TEXTAUSZUG
↓
1890 - 1920 und 1956 - 1990

Im Jahr 1956 erwarb schließlich die Diözese Passau das Haus und richtete darin ein Bischöfliches Studienseminar St. Altmann ein. Die hier untergebrachten Schüler des Gymnasiums sollten eine christliche Formung erfahren. Einige fanden den Weg in den kirchlichen Dienst als Priester und Laien. Mit zunehmendem Ausbau des öffentlichen Verkehrsliniennetzes sank die Zahl der Seminaristen, wodurch das Haus im Jahr 1990 geschlossen werden musste.
 
Genau 100 Jahre nach der Eröffnung des ersten Bischöflichen Seminars in Burghausen schließt das Seminar Sankt Altmann seine Pforten. 100 Jahre wären unter gewöhnlichen Umständen ein Anlaß zum Feiern. Nachdem aber das Bischöfliche Seminar in seinem ersten Stadium nur 30 Jahre und bei seinem zweiten Anlauf gerade vier Jahre länger Bestand hatte, dazwischen eine etwa gleich lange seminarlose Zeit lag, und weil sowohl 1920 als auch 1990 viele die Schließung des Seminars schmerzlich berührt hatte und wieder berührt, ist nicht so sehr Jubiläumsstimmung angesagt als vielmehr eine kurze Rückschau, die sich mit der Würdigung weniger wichtiger Daten und Fakten zufrieden geben muß.
↑
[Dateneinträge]
↓
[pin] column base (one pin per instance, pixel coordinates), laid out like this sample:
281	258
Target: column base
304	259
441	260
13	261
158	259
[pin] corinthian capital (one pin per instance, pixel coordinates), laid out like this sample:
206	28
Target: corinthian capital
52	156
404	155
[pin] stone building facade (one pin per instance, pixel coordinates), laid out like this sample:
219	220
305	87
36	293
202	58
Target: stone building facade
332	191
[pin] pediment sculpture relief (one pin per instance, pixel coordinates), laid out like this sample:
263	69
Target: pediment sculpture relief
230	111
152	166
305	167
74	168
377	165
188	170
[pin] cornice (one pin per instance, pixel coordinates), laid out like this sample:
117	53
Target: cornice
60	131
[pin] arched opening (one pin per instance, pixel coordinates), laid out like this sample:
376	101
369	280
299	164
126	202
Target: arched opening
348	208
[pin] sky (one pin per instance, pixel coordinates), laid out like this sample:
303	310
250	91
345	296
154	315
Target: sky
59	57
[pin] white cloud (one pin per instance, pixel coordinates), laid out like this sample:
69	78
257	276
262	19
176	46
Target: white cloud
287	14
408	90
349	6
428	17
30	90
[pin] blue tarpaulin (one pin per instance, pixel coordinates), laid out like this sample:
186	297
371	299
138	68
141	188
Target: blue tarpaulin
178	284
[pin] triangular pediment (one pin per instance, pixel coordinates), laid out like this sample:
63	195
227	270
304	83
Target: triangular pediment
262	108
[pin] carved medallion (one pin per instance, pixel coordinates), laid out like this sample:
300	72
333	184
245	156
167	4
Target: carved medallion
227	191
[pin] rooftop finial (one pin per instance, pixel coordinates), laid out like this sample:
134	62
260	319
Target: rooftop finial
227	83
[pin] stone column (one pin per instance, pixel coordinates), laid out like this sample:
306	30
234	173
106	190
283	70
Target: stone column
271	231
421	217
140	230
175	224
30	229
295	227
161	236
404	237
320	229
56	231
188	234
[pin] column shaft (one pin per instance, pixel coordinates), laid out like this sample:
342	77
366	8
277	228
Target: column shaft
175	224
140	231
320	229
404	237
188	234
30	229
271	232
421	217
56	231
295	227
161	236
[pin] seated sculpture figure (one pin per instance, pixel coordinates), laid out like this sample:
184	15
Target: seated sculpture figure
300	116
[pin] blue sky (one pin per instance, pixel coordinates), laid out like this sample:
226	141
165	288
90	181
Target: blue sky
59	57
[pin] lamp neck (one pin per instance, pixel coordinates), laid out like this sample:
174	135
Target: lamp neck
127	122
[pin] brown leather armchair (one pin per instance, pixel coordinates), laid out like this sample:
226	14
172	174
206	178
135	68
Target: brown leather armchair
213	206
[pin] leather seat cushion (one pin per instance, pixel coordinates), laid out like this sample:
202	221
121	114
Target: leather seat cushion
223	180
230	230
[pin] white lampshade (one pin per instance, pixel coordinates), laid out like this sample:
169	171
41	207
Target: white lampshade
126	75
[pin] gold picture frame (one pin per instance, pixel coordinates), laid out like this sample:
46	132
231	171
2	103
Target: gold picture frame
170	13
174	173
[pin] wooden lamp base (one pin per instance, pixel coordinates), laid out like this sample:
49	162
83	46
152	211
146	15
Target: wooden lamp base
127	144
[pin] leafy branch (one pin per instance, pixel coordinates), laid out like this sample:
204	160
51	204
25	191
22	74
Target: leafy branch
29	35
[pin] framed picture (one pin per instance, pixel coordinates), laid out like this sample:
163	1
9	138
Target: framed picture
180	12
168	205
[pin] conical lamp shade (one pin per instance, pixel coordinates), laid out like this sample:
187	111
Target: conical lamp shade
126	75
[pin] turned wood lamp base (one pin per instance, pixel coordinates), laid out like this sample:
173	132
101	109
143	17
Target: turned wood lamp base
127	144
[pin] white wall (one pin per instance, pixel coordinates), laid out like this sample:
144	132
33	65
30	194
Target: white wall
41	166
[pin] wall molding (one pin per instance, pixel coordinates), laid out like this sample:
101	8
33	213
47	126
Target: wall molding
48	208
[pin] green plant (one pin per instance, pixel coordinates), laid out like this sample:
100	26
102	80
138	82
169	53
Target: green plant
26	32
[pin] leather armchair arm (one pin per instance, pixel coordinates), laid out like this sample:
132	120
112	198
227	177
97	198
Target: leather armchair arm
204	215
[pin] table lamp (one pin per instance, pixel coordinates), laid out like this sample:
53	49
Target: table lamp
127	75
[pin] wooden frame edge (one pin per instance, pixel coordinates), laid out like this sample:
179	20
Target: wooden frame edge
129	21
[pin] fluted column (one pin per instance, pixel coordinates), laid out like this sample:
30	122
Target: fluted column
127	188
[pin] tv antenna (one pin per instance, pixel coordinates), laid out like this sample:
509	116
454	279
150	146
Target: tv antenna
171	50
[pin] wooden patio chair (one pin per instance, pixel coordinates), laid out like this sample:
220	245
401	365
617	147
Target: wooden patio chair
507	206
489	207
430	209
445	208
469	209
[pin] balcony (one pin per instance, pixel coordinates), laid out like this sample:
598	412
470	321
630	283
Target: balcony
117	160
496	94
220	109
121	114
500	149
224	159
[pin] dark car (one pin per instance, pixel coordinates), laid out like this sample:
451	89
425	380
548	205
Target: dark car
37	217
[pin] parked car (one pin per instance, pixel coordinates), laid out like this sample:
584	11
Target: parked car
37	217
↑
SCHRIFTLICHE AUFGABE 1
In welchem Jahr erwarb die Diözese Passau laut dem Textauszug über das Seminar St. Altmann das Haus?
SCHRIFTLICHE AUFGABE 2
Führe den Textauszug über das Seminar St. Altmann im Anschluss an seinen letzten Satz weiter.

ANTWORT 1
Im Jahr 1956.

ANTWORT 2
 

Eigentlich führt uns die Burghauser Seminargeschichte sogar ins 18. Jahrhundert zurück. Um 1730 nämlich wird in den Urkunden ein sogenanntes "Kleines Seminar" erwähnt, dem der heilige Karl Borromäus als Patron gegeben worden war. Nach der Aufhebung des Jesuitenordens (1773) versuchten die Zisterzienser von Raitenhaslach Seminar (und Gymnasium) weiterzuführen, doch schon 1779 folgte die endgültige Auflösung dieses ersten Seminars in Burghausen. Knapp hundert Jahre später (1877) wurde in Burghausen ein "Königliches Studienseminar" ins Leben gerufen, das freilich als staatliches Internat, wenngleich lange Jahre von Geistlichen geleitet, nicht die Heranbildung künftiger Priester als primäre Aufgabe hatte.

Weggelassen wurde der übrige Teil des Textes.